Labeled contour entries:
*-*-*

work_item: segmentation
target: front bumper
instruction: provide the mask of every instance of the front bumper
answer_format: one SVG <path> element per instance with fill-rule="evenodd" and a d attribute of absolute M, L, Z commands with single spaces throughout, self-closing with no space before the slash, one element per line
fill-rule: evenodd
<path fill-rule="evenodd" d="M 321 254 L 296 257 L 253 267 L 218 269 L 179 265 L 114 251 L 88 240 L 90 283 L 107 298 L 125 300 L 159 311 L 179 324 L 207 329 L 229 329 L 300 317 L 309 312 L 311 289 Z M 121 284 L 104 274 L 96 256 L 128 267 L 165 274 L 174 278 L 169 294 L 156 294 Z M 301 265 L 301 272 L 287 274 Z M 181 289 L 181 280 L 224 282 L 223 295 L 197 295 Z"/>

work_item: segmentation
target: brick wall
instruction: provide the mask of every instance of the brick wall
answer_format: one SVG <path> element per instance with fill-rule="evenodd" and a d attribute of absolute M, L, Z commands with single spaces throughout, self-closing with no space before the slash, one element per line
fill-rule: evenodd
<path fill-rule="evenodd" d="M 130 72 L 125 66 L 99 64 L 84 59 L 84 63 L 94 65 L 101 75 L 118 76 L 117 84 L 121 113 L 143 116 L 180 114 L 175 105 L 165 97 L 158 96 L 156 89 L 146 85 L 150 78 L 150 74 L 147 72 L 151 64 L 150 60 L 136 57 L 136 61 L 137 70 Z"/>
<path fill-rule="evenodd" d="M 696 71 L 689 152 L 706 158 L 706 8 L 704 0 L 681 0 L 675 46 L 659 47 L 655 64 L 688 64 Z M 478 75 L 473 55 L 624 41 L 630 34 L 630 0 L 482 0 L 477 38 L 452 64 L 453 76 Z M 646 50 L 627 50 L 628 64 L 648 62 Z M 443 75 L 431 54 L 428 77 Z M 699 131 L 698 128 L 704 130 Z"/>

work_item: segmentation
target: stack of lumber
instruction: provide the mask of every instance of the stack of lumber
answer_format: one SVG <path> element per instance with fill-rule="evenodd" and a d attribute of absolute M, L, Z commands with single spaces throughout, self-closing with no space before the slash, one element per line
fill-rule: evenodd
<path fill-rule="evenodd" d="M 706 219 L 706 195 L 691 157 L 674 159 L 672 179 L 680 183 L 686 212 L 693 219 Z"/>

*-*-*

■ **Description of the task**:
Duplicate every one of these items line for line, without altering anything.

■ **Correct result**:
work_item: segmentation
target: front bumper
instruction: provide the mask of every instance of the front bumper
answer_format: one SVG <path> element per instance with fill-rule="evenodd" and a d attribute of absolute M, L, Z commands with single spaces throughout, self-closing with no space before the slash, one element per line
fill-rule: evenodd
<path fill-rule="evenodd" d="M 321 254 L 296 257 L 253 267 L 218 269 L 179 265 L 114 251 L 88 240 L 90 283 L 107 298 L 125 300 L 159 311 L 179 324 L 207 329 L 229 329 L 300 317 L 309 312 L 311 289 Z M 121 284 L 104 274 L 96 256 L 128 267 L 165 274 L 174 278 L 169 294 L 156 294 Z M 301 265 L 301 272 L 287 274 Z M 181 289 L 181 280 L 224 282 L 223 295 L 197 295 Z"/>

work_item: segmentation
target: brick wall
instruction: provide the mask of every instance of the brick wall
answer_format: one SVG <path> element per instance with fill-rule="evenodd" and a d attribute of absolute M, L, Z commands with single spaces throughout, self-closing with no space before the slash, one element per line
fill-rule: evenodd
<path fill-rule="evenodd" d="M 130 72 L 125 66 L 99 64 L 84 59 L 84 63 L 94 65 L 101 75 L 118 76 L 117 84 L 121 113 L 143 116 L 180 114 L 175 105 L 165 97 L 158 96 L 156 89 L 146 85 L 150 78 L 150 74 L 147 72 L 151 64 L 150 60 L 136 57 L 136 61 L 137 70 Z"/>
<path fill-rule="evenodd" d="M 696 71 L 689 152 L 706 158 L 706 8 L 704 0 L 681 0 L 675 46 L 659 47 L 655 64 L 688 64 Z M 478 75 L 473 55 L 624 41 L 630 34 L 630 0 L 482 0 L 477 38 L 452 64 L 453 76 Z M 646 50 L 627 50 L 628 64 L 648 62 Z M 443 75 L 431 54 L 428 77 Z M 699 131 L 698 128 L 704 130 Z"/>

work_item: segmentation
target: stack of lumber
instruction: provide the mask of every instance of the stack of lumber
answer_format: one SVG <path> element per instance with fill-rule="evenodd" and a d attribute of absolute M, L, Z commands with single spaces throughout, self-closing with no space before the slash, one element per line
fill-rule: evenodd
<path fill-rule="evenodd" d="M 706 219 L 706 195 L 691 157 L 674 159 L 672 179 L 680 183 L 686 212 L 693 219 Z"/>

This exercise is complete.